* Task *
Translate the sentence "Remember, Charles was the one who reported this in the first place." from the forum thread into Spanish.

[START Reading text]

# I've found that and now shocked!



## Appencysymn (Sep 17, 2007)

Good morning! 
Shocking! 
[url=


----------



## Erich (Sep 17, 2007)

prepare to be banned low life


----------



## Marcel (Sep 17, 2007)




----------



## ccheese (Sep 17, 2007)

Golly gee whiz...... on his first post too. Pervert !!

Charles


----------



## Becca (Sep 17, 2007)

Hmm...what happened??


----------



## trackend (Sep 17, 2007)

Appencysymn said:


> Good morning!
> Shocking!
> 
> 
> Definitely an appendectomy is required on this Pillock!


----------



## ccheese (Sep 17, 2007)

Les'bride:

The idiot put up some url's to various rape sites. I saw them first thing
this am, but the ole sage slipped it to him.

Charles


----------



## Matt308 (Sep 17, 2007)

Rape sites? Chrimmenee. What fetish can the depraved not enjoy. Perhaps the authorities should be contacted? Rape sites??


----------



## Screaming Eagle (Sep 18, 2007)

I know matt, what a load of ****


----------



## Gnomey (Sep 18, 2007)

Another one bites the dust...


----------



## Konigstiger205 (Sep 18, 2007)

Actually I hope he bites a block of concrete...


----------



## ccheese (Sep 18, 2007)

Geeze.... for a thread that said nothing and went nowhere, it sure got a
lot of response...... Good riddance, I say !

Charles


----------



## Marcel (Sep 18, 2007)

ccheese said:


> Geeze.... for a thread that said nothing and went nowhere, it sure got a
> lot of response......


Yeah and you did most of the posts


----------



## Matt308 (Sep 18, 2007)

...and likely just a bot with no human direction. Marcel, your smilie was your saving grace... not that ccheese any defense.


----------



## ccheese (Sep 19, 2007)

Matt308 said:


> .... not that ccheese any defense.



Matt:

Do not understand your phrase ......

Charles


----------



## Matt308 (Sep 19, 2007)

Sorry. I meant to say "...not that ccheese NEEDS any defence".

Another words, without Marcel's smilie, his post could have been taken in a bad light. Its all good.


----------



## Matt308 (Sep 19, 2007)

Well except for my typing skills perhaps.


----------



## ccheese (Sep 19, 2007)

Hmmmmm.... I'm obviously missing something here.... Perhaps the punch
line is yet to come ?

Charles


----------



## Vassili Zaitzev (Sep 19, 2007)

wait a minute, he posted rape sites on here!?
what a sick freak, good thing somebody banned him


----------



## Matt308 (Sep 19, 2007)

ccheese said:


> Hmmmmm.... I'm obviously missing something here.... Perhaps the punch
> line is yet to come ?
> 
> Charles



Nope. The train has left the station.


----------



## ccheese (Sep 20, 2007)

Geeze. Missed another train.....

Charles


----------



## Matt308 (Sep 20, 2007)




----------



## Marcel (Sep 21, 2007)

Matt308 said:


> ...and likely just a bot with no human direction. Marcel, your smilie was your saving grace... not that ccheese any defense.



Sorry don't understand it. But it was a joke, just counting posts. I was not implying anything. Remember, Charles was the one who reported this in the first place.


----------



## Marcel (Sep 21, 2007)

Okay, Now I understand, didn't see your last few posts. Matt, that's what smileys are for aren't they?


----------



## Matt308 (Sep 21, 2007)

Yes, Marcel, that is what they are for.


----------

[END Reading text]
[START Listing]

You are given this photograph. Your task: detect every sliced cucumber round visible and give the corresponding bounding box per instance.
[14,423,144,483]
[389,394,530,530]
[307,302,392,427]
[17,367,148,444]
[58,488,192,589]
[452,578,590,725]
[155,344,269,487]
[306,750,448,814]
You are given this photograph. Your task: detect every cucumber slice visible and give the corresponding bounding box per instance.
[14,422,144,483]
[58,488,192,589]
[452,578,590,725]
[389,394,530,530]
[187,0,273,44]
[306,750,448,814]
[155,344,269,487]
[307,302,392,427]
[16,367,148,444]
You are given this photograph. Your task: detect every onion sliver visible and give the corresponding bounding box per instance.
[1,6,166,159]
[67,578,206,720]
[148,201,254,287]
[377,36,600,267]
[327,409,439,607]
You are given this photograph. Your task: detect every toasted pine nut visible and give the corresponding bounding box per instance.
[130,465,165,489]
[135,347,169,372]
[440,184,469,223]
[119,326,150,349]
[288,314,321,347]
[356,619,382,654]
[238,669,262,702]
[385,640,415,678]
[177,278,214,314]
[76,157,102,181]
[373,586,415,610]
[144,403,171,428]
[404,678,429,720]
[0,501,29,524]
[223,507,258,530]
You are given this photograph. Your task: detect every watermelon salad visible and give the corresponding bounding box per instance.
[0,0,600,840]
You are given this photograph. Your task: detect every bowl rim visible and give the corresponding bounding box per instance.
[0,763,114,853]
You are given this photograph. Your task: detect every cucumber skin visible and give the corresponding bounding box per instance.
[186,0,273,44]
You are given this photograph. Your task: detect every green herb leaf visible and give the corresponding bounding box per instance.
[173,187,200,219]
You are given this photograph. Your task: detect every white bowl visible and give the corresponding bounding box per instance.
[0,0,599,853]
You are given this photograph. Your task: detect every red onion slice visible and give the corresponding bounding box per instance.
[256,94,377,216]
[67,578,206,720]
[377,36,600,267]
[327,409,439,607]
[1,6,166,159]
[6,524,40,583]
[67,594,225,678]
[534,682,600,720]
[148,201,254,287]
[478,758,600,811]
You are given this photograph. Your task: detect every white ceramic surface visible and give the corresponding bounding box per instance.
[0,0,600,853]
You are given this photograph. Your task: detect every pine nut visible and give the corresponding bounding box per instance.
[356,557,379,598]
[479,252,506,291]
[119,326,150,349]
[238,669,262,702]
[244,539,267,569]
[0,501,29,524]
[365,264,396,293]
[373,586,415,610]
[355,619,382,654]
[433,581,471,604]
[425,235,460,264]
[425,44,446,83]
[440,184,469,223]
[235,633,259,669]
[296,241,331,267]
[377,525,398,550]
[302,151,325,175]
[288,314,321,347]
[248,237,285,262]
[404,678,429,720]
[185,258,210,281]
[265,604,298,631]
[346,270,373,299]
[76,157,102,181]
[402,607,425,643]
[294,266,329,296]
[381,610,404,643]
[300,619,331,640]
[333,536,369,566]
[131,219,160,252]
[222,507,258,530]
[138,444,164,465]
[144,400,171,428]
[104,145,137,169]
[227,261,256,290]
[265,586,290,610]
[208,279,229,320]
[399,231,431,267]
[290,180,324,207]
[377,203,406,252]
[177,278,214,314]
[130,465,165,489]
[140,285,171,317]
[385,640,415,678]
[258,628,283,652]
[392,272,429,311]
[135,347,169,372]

[END Listing]

* In response *
Recuerda, Charles fue quien reportó esto en primer lugar.